The tiny speckles became more plentiful and densely grouped and the outlines of streetlights that illuminated the streets began to be recognizable. It wasn't long until the grandeur of Ecuador's capital, Quito presented itself to me -- an entire city built on the Andean foothills. I was nervous, pangs of excitement beat through my chest as we slowly descended across the black horizon. It was my first time travelling solo after all, and with no pre-booked accommodations, I guess you could say that this was really "shotgun travel" in a sense -- I had to make the best of whatever presented itself to me, even if it would mean not having a bed to sleep in or not eating for the day.


The airport was small and plain. The few stores and duty free markets that were still open really had no one in them and by the time I had collected my backpack and made it through customs, it was well past 11pm. Public transit wasn't in service and the airport was about a half hour away from the city. I flagged a taxi, or rather, was swarmed with taxi drivers as I made my way through the exit. I had read about Ecuadorian taxi drivers prior to leaving, and that it was quite easy to be targeted and scammed, especially if you looked like a foreigner. As I, the little Asian guy with a huge backpack stepped outside, I couldn't help but think how much I really stood out like a sore thumb. Panicking with the drivers beckoning me for my patronage, I had picked the first guy that came up to me. Looking back at it, I guess he looked the most friendliest out of them all at the time. I handed him my the larger of my two bags, and I entered the taxi on the left side door as he placed it into the trunk. Away from the safety and comfort of airports, I guess you could say that this is where my journey truly began. As he sped down the Ruta Collas towards my supposed hostel for the night, the anxiety in my chest turned into a beating recoil of relief. The faint speckles of light across the hillsides that I saw atop the plane became much brighter from the view on the ground. As we sifted through the middle of two rows of trees, the speed of the car made the hillside lights look like they were distant stars, twinkling ever so brightly.

EXERCISE TASK 1:
Extract the part of the Quito travel account from "The tiny speckles" to "for the day.", copying it word for word.
EXERCISE TASK 2:
Show each line of the listing below that contains the string "Target".

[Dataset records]
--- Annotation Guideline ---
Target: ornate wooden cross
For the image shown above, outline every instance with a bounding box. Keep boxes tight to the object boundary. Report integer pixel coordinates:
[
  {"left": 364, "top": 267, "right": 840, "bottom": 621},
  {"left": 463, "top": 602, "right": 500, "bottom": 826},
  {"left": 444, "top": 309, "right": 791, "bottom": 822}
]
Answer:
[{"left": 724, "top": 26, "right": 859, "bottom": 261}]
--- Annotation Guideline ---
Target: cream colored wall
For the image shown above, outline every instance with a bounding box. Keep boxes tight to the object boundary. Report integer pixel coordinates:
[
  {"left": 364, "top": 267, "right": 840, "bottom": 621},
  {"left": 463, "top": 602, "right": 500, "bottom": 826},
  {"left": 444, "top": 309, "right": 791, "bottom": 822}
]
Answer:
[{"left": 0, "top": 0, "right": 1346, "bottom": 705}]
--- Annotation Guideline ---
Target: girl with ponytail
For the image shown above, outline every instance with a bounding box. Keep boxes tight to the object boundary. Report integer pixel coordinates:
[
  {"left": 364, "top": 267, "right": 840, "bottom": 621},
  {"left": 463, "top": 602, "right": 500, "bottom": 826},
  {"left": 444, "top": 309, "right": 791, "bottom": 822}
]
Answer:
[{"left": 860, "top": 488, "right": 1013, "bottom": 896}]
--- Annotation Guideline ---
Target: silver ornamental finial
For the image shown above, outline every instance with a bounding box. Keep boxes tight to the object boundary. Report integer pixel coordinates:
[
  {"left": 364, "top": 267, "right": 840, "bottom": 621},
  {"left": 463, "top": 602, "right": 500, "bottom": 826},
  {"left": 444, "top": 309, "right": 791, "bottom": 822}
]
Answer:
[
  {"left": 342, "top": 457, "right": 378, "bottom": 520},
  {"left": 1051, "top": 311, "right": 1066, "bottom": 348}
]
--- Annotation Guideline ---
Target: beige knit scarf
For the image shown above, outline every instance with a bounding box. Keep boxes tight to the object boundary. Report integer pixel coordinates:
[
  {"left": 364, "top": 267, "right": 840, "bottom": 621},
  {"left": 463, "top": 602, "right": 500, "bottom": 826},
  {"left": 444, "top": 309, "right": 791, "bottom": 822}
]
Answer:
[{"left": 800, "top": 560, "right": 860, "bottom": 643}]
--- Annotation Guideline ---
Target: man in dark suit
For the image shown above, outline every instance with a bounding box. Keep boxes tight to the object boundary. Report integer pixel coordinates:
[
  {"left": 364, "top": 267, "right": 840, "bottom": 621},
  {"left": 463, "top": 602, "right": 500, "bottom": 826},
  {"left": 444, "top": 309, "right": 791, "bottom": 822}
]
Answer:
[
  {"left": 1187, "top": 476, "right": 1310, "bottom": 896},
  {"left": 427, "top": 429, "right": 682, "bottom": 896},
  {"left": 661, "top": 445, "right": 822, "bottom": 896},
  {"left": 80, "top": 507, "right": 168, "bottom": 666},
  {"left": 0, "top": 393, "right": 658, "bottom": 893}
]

FULL ANSWER 1:
The tiny speckles became more plentiful and densely grouped and the outlines of streetlights that illuminated the streets began to be recognizable. It wasn't long until the grandeur of Ecuador's capital, Quito presented itself to me -- an entire city built on the Andean foothills. I was nervous, pangs of excitement beat through my chest as we slowly descended across the black horizon. It was my first time travelling solo after all, and with no pre-booked accommodations, I guess you could say that this was really "shotgun travel" in a sense -- I had to make the best of whatever presented itself to me, even if it would mean not having a bed to sleep in or not eating for the day.

FULL ANSWER 2:
Target: ornate wooden cross
Target: cream colored wall
Target: girl with ponytail
Target: silver ornamental finial
Target: beige knit scarf
Target: man in dark suit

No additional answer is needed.